Convert every line of the material below into a Markdown table with two columns, Row and Line. Number each row and leave out blank lines.

[Start RAW DATA]

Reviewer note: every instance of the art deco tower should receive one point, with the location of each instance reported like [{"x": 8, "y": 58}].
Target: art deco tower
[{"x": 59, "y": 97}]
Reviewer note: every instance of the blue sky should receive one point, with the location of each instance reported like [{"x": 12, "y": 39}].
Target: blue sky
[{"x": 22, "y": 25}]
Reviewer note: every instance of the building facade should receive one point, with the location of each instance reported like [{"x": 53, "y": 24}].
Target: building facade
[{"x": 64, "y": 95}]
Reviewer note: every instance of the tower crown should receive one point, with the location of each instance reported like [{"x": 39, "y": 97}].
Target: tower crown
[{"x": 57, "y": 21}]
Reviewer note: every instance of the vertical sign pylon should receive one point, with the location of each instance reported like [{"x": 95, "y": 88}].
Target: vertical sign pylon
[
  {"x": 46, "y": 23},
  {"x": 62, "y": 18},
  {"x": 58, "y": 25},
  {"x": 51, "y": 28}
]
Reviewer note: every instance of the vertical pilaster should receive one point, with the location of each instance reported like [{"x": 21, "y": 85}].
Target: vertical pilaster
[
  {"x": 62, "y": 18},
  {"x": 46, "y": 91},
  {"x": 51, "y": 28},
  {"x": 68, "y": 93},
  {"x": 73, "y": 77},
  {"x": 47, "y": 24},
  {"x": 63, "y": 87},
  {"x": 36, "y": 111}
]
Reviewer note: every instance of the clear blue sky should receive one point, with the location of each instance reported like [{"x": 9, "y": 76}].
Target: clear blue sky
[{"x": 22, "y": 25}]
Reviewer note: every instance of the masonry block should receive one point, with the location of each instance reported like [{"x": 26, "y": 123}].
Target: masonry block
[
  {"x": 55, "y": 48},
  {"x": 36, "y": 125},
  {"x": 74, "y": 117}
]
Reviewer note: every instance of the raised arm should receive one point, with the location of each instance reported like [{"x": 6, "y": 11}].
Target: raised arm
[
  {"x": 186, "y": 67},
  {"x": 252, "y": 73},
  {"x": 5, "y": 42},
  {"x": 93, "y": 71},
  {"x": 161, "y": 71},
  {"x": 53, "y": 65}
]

[End RAW DATA]

▸ RESULT OF THE TASK
| Row | Line |
|---|---|
| 1 | Reviewer note: every instance of the art deco tower should receive one point, with the location of each instance reported like [{"x": 8, "y": 58}]. |
| 2 | Target: art deco tower |
| 3 | [{"x": 59, "y": 97}] |
| 4 | Reviewer note: every instance of the blue sky should receive one point, with the location of each instance reported like [{"x": 12, "y": 39}]. |
| 5 | Target: blue sky |
| 6 | [{"x": 22, "y": 25}] |
| 7 | Reviewer note: every instance of the building facade should receive one point, with the location of each instance reported like [{"x": 53, "y": 24}]. |
| 8 | Target: building facade |
| 9 | [{"x": 64, "y": 95}] |
| 10 | Reviewer note: every instance of the tower crown should receive one point, with the location of each instance reported like [{"x": 39, "y": 97}]. |
| 11 | Target: tower crown |
| 12 | [{"x": 57, "y": 21}] |
| 13 | Reviewer note: every instance of the vertical sign pylon should receive one point, with the location of each instance reported like [{"x": 95, "y": 88}]. |
| 14 | Target: vertical sign pylon |
| 15 | [ |
| 16 |   {"x": 46, "y": 23}, |
| 17 |   {"x": 62, "y": 18}, |
| 18 |   {"x": 58, "y": 25}, |
| 19 |   {"x": 51, "y": 28} |
| 20 | ] |
| 21 | Reviewer note: every instance of the vertical pilaster should receive one point, with the location of each instance reported like [{"x": 21, "y": 85}]. |
| 22 | Target: vertical pilaster |
| 23 | [ |
| 24 |   {"x": 62, "y": 18}, |
| 25 |   {"x": 46, "y": 91}, |
| 26 |   {"x": 51, "y": 28}, |
| 27 |   {"x": 68, "y": 93}, |
| 28 |   {"x": 73, "y": 77}, |
| 29 |   {"x": 47, "y": 24}, |
| 30 |   {"x": 63, "y": 87}, |
| 31 |   {"x": 36, "y": 111} |
| 32 | ] |
| 33 | Reviewer note: every instance of the clear blue sky should receive one point, with the location of each instance reported like [{"x": 9, "y": 76}]. |
| 34 | Target: clear blue sky |
| 35 | [{"x": 22, "y": 25}] |
| 36 | Reviewer note: every instance of the masonry block should receive one point, with the location of each instance reported like [{"x": 26, "y": 123}]. |
| 37 | Target: masonry block |
| 38 | [ |
| 39 |   {"x": 55, "y": 48}, |
| 40 |   {"x": 36, "y": 125}, |
| 41 |   {"x": 74, "y": 117} |
| 42 | ] |
| 43 | Reviewer note: every instance of the raised arm should receive one point, with the location of each instance reported like [{"x": 6, "y": 11}]. |
| 44 | Target: raised arm |
| 45 | [ |
| 46 |   {"x": 186, "y": 67}, |
| 47 |   {"x": 252, "y": 73}, |
| 48 |   {"x": 5, "y": 42}, |
| 49 |   {"x": 93, "y": 71}, |
| 50 |   {"x": 161, "y": 71}, |
| 51 |   {"x": 53, "y": 65} |
| 52 | ] |